> _YOUR GOAL_
Reproduce all of the material below word for word, leaving out the pictures.

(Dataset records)
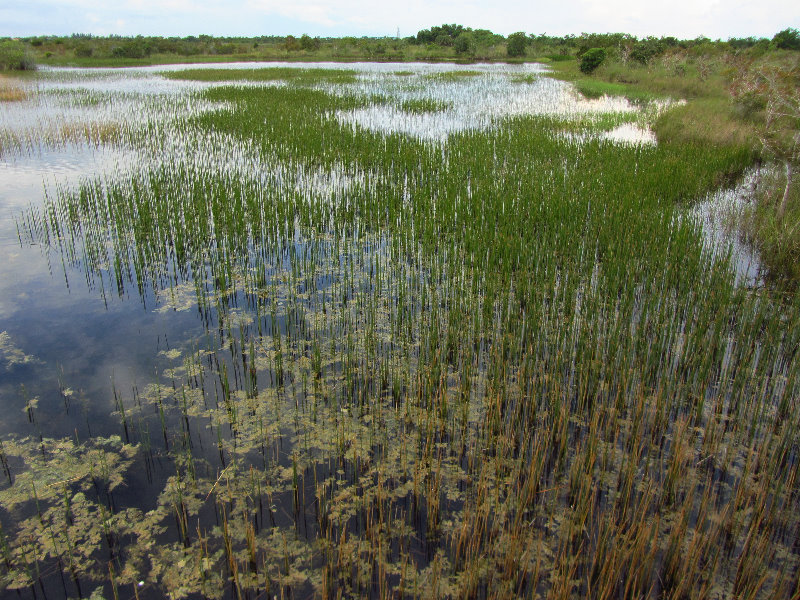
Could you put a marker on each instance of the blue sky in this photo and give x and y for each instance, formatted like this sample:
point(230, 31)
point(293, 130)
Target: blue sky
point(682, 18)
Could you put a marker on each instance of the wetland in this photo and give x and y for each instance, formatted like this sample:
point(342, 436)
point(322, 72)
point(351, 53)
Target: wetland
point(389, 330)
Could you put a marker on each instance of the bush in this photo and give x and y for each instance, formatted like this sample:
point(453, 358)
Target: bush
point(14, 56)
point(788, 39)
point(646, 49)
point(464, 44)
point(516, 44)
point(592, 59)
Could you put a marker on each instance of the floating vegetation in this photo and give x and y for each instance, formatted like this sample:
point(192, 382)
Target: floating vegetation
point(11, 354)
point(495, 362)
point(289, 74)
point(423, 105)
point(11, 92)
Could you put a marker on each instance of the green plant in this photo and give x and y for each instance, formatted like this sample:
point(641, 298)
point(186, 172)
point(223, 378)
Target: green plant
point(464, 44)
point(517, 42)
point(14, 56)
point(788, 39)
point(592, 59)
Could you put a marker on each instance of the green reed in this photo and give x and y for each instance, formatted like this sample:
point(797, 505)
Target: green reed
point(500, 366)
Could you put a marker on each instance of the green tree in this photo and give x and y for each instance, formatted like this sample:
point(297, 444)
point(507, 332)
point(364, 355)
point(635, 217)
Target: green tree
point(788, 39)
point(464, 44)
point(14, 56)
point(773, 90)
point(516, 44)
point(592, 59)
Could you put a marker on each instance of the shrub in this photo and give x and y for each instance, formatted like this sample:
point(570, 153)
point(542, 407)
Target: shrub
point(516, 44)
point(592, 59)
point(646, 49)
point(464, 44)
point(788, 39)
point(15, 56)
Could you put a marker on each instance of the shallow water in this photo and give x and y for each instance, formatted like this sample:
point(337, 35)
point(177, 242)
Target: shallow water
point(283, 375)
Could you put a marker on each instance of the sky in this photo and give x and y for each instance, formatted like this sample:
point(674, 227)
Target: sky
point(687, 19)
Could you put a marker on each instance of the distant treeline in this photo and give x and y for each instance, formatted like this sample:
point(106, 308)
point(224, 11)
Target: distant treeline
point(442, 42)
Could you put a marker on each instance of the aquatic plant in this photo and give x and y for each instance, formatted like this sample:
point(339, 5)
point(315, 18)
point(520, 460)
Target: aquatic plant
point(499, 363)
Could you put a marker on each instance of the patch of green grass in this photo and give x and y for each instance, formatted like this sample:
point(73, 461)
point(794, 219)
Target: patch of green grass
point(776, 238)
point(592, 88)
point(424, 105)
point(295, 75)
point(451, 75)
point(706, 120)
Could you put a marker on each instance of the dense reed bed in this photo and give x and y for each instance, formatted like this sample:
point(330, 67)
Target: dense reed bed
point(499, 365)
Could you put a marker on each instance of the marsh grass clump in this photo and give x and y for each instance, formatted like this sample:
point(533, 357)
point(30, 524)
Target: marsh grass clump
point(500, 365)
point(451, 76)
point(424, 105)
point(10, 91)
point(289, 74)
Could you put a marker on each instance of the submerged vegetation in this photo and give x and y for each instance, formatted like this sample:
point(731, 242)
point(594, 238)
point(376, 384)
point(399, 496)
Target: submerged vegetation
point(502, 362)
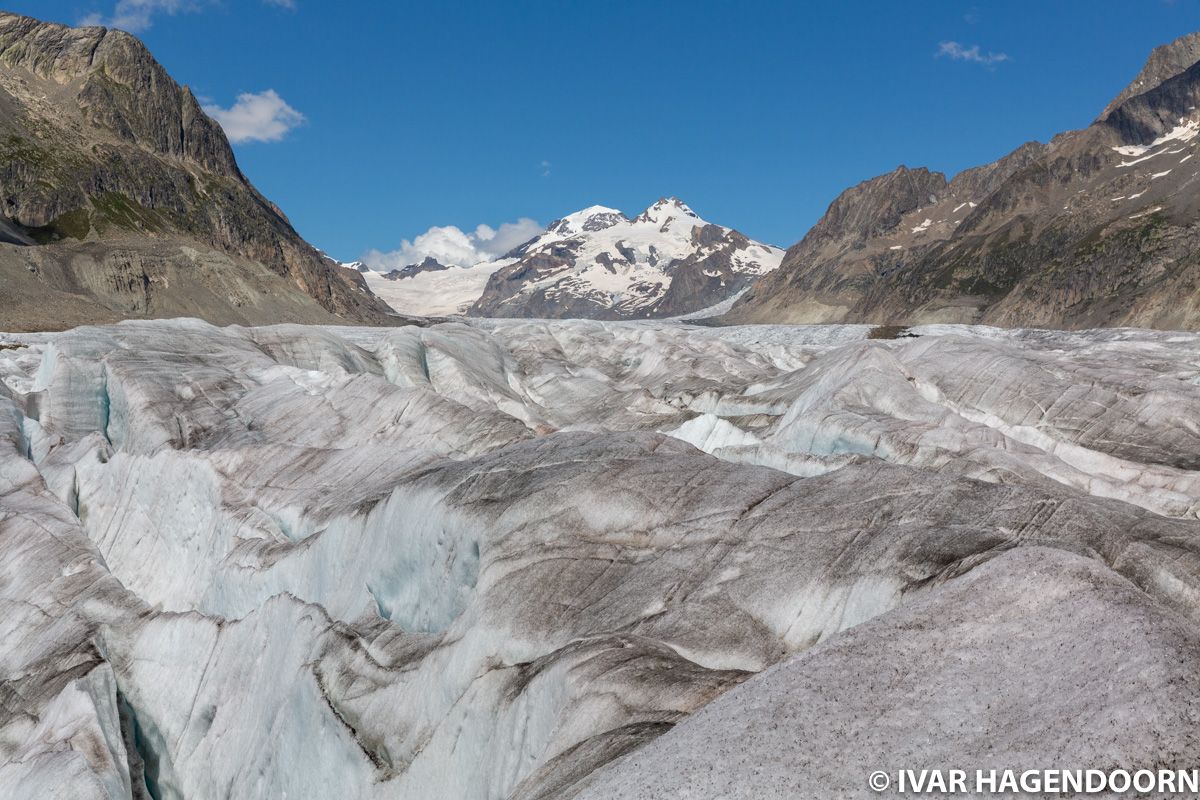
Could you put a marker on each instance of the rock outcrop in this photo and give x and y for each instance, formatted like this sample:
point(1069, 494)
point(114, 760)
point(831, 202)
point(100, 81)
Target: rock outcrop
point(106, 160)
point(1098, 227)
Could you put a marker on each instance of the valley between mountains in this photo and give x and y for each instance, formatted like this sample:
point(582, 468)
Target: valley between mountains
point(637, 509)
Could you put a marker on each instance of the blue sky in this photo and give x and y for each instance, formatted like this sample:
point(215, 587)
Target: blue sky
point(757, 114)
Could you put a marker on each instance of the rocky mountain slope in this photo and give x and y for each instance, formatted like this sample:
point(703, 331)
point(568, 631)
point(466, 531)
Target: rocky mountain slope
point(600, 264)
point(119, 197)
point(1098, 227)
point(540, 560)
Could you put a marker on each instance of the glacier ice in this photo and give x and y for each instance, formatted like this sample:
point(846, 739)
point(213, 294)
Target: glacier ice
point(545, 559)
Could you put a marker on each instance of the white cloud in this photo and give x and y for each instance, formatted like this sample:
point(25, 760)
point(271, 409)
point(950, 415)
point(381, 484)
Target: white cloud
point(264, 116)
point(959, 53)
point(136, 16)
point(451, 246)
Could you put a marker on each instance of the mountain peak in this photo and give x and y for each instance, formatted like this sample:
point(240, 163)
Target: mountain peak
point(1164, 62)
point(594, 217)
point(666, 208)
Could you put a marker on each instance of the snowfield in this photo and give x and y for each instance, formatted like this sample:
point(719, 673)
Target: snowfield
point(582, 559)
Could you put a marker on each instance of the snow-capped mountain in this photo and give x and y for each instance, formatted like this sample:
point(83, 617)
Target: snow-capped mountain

> _FINAL ANSWER_
Could you put a marker on each instance of the blue sky in this photo and give x and y for each instance, formatted like this sample:
point(230, 31)
point(293, 130)
Target: blue sky
point(682, 18)
Could you put a marker on each instance of the wetland in this photo and give x and y for each instance, formatted like this sample:
point(342, 436)
point(322, 72)
point(351, 53)
Target: wetland
point(389, 330)
Could you put a marker on each instance of the bush in this photo and give x and y for each instance, formatted like this sample:
point(453, 358)
Target: bush
point(14, 56)
point(788, 39)
point(646, 49)
point(464, 44)
point(516, 44)
point(592, 59)
Could you put a marker on each instance of the floating vegetation in this photo and give x and y for each instance, formatted like this sample:
point(192, 382)
Target: floating vegetation
point(11, 354)
point(495, 362)
point(289, 74)
point(423, 105)
point(11, 92)
Could you put a marker on each instance of the green plant in this photo and give x and y for each instance, formatted like this sample:
point(641, 298)
point(186, 172)
point(223, 378)
Target: green plant
point(464, 44)
point(517, 42)
point(14, 56)
point(788, 39)
point(592, 59)
Could you put a marker on each instance of the green reed in this photo and give x and y for each instance, formatted like this sample:
point(797, 505)
Target: green reed
point(500, 366)
Could you put a marker on each instance of the green tree in this photo and give x and y for each instance, formatted like this sample:
point(297, 444)
point(507, 332)
point(364, 355)
point(635, 217)
Target: green tree
point(788, 39)
point(464, 44)
point(14, 56)
point(773, 90)
point(516, 44)
point(592, 59)
Could you put a marker on each instance of the shrub in this photo and give x and y for each instance, formatted like this sample:
point(570, 153)
point(542, 407)
Target: shrub
point(516, 44)
point(592, 59)
point(646, 49)
point(464, 44)
point(788, 39)
point(15, 56)
Could you put a marker on each instance of the shallow water in this photo and give x and y for each instance, formatted like this sample:
point(337, 35)
point(177, 242)
Target: shallow water
point(283, 375)
Could you put a marker on each instance of the sky in this photo and give x and y for each instance, formatted like this sample:
point(674, 227)
Target: sky
point(687, 19)
Could you put a marker on each instance of the distant treeline in this photo and give x and y for each instance, formatted like this sample:
point(106, 308)
point(224, 11)
Target: distant treeline
point(442, 42)
Could you put a marker on each instance of the aquatic plant in this photo and give x and y for each instance, formatted like this sample:
point(339, 5)
point(315, 18)
point(520, 460)
Target: aquatic plant
point(499, 363)
Could you put a marker on each instance of the patch of green grass in this photo and give x and y for each instance, formatted like this sample:
point(73, 461)
point(794, 219)
Target: patch of green grass
point(776, 238)
point(592, 88)
point(424, 105)
point(295, 75)
point(451, 75)
point(706, 120)
Could you put a marker on each instance of the dense reed bed in this photo and give x and y for each instance, formatted like this sample:
point(330, 67)
Target: dense reed bed
point(499, 365)
Could you put a marker on each instance of the marsh grass clump in this photo and give x and y for each instance, formatted like this sample:
point(533, 357)
point(30, 524)
Target: marsh grass clump
point(500, 365)
point(451, 76)
point(424, 105)
point(10, 91)
point(289, 74)
Could you put a marker on each instance of the submerged vegetation in this photo and give x and y for each instance, formatted like this sample:
point(731, 242)
point(594, 238)
point(376, 384)
point(399, 496)
Target: submerged vegetation
point(502, 362)
Could you put a marker on each instance of the rock outcrop in this photo and give x and y for each instance, formatted like this sample:
point(1069, 494)
point(114, 760)
point(831, 202)
point(100, 81)
Target: rock outcrop
point(106, 160)
point(1098, 227)
Could you put a marker on each instance of the valley between mountains in this photo and give x and y for each instance, formatted like this sample:
point(582, 468)
Target: valley between mountains
point(637, 509)
Could you put a marker on each instance of the blue sky in this photo and give x and y for each instance, formatted like this sample:
point(215, 587)
Target: blue sky
point(757, 114)
Could you put a marker on each instance of the rocky mountain slope in this photo and give x and y for each instance, formatted like this sample:
point(703, 331)
point(568, 631)
point(466, 531)
Target: rocky mountain slope
point(600, 264)
point(119, 197)
point(1098, 227)
point(540, 560)
Could you put a marker on each instance of the glacier ice in this photo and give x and y for each instance, formatted like this sample:
point(846, 739)
point(213, 294)
Target: glacier ice
point(545, 559)
Could you put a marker on each instance of the white cloud in this photo and give x and y for each instance, formatted like this sample:
point(25, 760)
point(271, 409)
point(950, 415)
point(381, 484)
Target: white cloud
point(264, 116)
point(959, 53)
point(136, 16)
point(451, 246)
Could you put a marker on each instance of the mountain peak in this photo and give x and y for each instance, formatted like this sample:
point(240, 163)
Target: mountain peak
point(1164, 62)
point(594, 217)
point(666, 208)
Could you put a marker on each instance of the snowfield in this photo and give x and y for each instance, formatted like this sample:
point(719, 673)
Target: snowfield
point(582, 559)
Could you put a marker on each instance of the snow-capped mountain in this photo and give x and y for each instance, formatted like this sample:
point(83, 617)
Target: snow-capped mountain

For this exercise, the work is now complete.